■ **所给文本**:
追忆中秋 | 我最怀念的中秋节还是童年时候的样子
追忆中秋 | 我最怀念的中秋节还是童年时候的样子(精选3篇)
追忆中秋 | 我最怀念的中秋节还是童年时候的样子 篇1我们小的时候,中秋节能吃到月饼是最最甜蜜最最幸福的事了。有点类似于今天的孩子看见麦当劳的汉堡包一样。我们那会的月饼都是用纸包裹,隔着油纸都可以闻见月饼的香甜。解开包裹的一刹那,你看那一层层薄如蝉翼,酥脆松软的外皮。咬上一口,瓜子米,芝麻,花生,青红丝,冰糖块,清晰可见绝对是真材实料。我们常常会把里面的青红丝剥离出来,单独细细品尝,我至今搞不清楚,这些绿的,红的丝状物是什么材料做成的?这个问题并不妨碍,我对它的好感,每次吃完一块还想吃第二块,吃完第二块还想吃第三块……直到被大人阻拦了才停下来。
每一次吃的时候,会把手心里的渣渣全部吃完,吃完了还会用舌头舔舔嘴唇。我儿时的心愿就是,爸爸,你下次买月饼的时候,不能一次管我吃够够的吗。后来,长大后逐渐有其它水果馅的月饼出现了,人们都叫它们“广式月饼”,再后来,在那个到处是“表叔”的年代里,月饼渐渐地成了,送礼的“托”,月饼盒里会包裹着各种各样的领导们“心仪”的东西。现如今,月饼几乎成了“高油脂食物”代名词,吃月饼的人少了,送礼送月饼的少了,相反土特产,湖鲜海鲜,水果更受领导们喜爱。

■ **给定记录**:
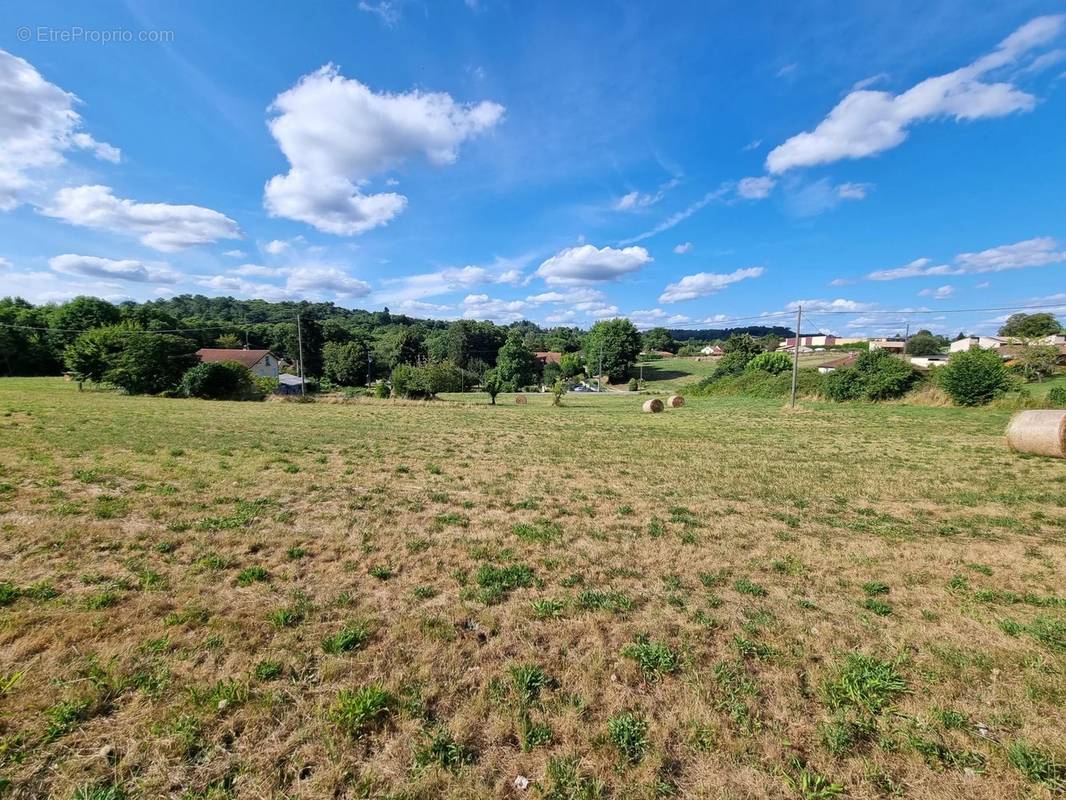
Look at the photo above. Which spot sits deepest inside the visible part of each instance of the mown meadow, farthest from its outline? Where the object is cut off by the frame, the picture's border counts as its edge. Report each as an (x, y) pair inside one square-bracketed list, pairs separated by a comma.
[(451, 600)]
...
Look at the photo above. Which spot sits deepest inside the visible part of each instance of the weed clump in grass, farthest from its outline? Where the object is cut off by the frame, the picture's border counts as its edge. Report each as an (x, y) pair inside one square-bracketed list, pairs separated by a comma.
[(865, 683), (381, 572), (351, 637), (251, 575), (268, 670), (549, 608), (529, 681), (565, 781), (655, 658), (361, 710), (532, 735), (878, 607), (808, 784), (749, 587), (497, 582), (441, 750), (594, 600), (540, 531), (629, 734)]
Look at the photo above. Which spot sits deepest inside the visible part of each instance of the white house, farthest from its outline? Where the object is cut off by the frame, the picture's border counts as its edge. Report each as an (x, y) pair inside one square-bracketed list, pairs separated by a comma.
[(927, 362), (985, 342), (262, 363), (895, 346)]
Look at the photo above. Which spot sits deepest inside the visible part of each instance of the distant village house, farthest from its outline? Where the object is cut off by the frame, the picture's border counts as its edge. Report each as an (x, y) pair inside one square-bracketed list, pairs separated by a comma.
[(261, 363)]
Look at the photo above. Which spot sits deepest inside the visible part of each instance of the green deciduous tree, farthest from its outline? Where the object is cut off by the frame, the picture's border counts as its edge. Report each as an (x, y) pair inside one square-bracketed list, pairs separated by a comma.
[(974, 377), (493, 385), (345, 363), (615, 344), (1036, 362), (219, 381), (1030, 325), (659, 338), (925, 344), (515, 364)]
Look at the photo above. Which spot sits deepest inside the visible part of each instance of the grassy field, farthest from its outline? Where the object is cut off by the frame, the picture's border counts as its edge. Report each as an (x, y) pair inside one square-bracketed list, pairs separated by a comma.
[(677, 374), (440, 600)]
==
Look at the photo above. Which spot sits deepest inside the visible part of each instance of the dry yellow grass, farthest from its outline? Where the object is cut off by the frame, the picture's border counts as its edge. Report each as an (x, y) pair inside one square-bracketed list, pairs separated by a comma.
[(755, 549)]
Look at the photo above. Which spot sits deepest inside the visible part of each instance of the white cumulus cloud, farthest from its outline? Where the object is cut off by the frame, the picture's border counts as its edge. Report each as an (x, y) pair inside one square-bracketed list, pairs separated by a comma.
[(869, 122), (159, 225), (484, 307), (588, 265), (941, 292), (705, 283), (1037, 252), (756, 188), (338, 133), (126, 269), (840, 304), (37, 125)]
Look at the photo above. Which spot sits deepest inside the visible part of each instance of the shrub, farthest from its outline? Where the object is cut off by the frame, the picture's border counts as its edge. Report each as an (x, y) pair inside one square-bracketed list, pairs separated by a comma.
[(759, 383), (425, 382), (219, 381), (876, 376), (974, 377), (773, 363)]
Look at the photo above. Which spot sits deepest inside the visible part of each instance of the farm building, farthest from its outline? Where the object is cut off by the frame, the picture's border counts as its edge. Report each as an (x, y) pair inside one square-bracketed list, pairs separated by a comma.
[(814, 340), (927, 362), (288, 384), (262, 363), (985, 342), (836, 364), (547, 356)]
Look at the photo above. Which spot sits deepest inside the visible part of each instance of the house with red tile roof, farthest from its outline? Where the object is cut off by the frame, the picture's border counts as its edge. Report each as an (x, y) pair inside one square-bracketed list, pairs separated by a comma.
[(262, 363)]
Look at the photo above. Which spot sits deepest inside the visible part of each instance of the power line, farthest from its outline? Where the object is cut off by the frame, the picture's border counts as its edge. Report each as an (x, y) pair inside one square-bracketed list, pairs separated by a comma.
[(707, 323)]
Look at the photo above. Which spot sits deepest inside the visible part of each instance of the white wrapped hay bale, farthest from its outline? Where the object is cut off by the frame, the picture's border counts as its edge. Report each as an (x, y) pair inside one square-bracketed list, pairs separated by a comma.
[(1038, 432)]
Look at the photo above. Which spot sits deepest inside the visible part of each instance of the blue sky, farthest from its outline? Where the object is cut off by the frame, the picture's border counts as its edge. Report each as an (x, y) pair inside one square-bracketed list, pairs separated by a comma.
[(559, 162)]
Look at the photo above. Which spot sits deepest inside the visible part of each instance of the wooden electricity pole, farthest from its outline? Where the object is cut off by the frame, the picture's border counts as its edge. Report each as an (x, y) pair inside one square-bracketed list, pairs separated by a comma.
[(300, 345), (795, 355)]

■ **任务说明**:
(a) 把中秋回忆文中从“每一次吃的时候,会把手心里的”一直到“鲜海鲜,水果更受领导们喜爱。”的那段文字原样打印出来。
(b) 根据中秋回忆文,后来出现的水果馅月饼被人们叫作什么?

■ **答案列表**:
(a)
每一次吃的时候,会把手心里的渣渣全部吃完,吃完了还会用舌头舔舔嘴唇。我儿时的心愿就是,爸爸,你下次买月饼的时候,不能一次管我吃够够的吗。后来,长大后逐渐有其它水果馅的月饼出现了,人们都叫它们“广式月饼”,再后来,在那个到处是“表叔”的年代里,月饼渐渐地成了,送礼的“托”,月饼盒里会包裹着各种各样的领导们“心仪”的东西。现如今,月饼几乎成了“高油脂食物”代名词,吃月饼的人少了,送礼送月饼的少了,相反土特产,湖鲜海鲜,水果更受领导们喜爱。

(b) 广式月饼